▸ Work request
Wherever a line in the records below contains "wooden", copy that line.

▸ Data under study

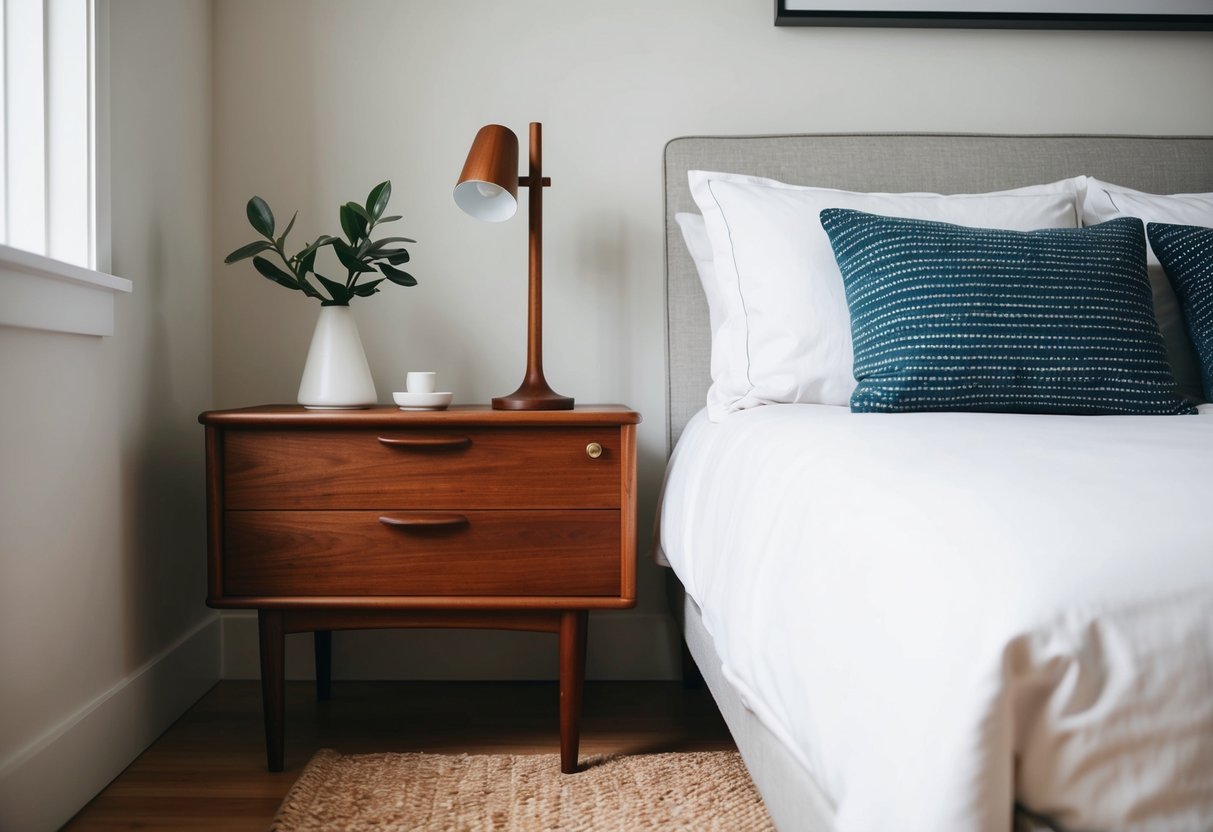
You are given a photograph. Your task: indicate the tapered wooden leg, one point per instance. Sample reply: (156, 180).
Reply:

--

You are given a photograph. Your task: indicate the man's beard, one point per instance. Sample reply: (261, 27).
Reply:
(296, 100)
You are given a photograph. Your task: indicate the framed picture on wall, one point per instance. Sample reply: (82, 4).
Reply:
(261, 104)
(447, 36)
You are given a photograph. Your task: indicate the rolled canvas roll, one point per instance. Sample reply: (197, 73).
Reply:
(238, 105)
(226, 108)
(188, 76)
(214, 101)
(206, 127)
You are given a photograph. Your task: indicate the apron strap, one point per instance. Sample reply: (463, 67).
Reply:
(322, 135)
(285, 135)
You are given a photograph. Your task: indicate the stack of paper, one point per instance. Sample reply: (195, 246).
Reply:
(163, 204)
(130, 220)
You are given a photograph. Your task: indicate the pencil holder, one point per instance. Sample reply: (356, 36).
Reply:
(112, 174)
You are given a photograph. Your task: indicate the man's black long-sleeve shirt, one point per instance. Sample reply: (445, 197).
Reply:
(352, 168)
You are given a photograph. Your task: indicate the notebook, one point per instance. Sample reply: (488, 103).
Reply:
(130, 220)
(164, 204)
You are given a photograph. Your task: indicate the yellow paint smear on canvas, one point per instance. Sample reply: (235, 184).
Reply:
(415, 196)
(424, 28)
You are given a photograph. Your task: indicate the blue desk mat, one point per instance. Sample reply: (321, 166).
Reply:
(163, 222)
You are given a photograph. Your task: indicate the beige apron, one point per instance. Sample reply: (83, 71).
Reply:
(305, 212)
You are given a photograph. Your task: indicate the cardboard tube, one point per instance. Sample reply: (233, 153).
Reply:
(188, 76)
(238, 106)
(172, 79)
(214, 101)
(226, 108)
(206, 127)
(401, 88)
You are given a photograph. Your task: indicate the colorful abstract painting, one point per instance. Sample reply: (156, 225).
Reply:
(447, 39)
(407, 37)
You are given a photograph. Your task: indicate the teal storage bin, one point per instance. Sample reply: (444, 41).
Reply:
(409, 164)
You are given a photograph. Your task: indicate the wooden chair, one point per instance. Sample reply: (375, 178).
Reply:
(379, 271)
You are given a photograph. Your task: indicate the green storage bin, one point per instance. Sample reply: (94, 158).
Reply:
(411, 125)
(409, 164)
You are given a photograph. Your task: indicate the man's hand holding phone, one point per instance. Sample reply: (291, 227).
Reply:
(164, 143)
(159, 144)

▸ Response to the task
You are given a photograph. Your task: indicate the tapered wooden leg, one point per instance. Sample reply: (156, 180).
You are given a photograph. Your task: indicate the wooden chair, one point per instance. Sample reply: (375, 178).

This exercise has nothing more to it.